Short task:
Transcribe the records below line for line, reproducing every character without alteration.
--------------------------------------------------
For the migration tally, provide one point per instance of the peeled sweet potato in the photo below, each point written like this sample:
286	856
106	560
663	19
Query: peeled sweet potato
--------------------------------------------------
Solution:
For the migration tally, provide one point per instance of the peeled sweet potato in the photo below, each point written like this sample:
286	856
106	560
663	19
Query: peeled sweet potato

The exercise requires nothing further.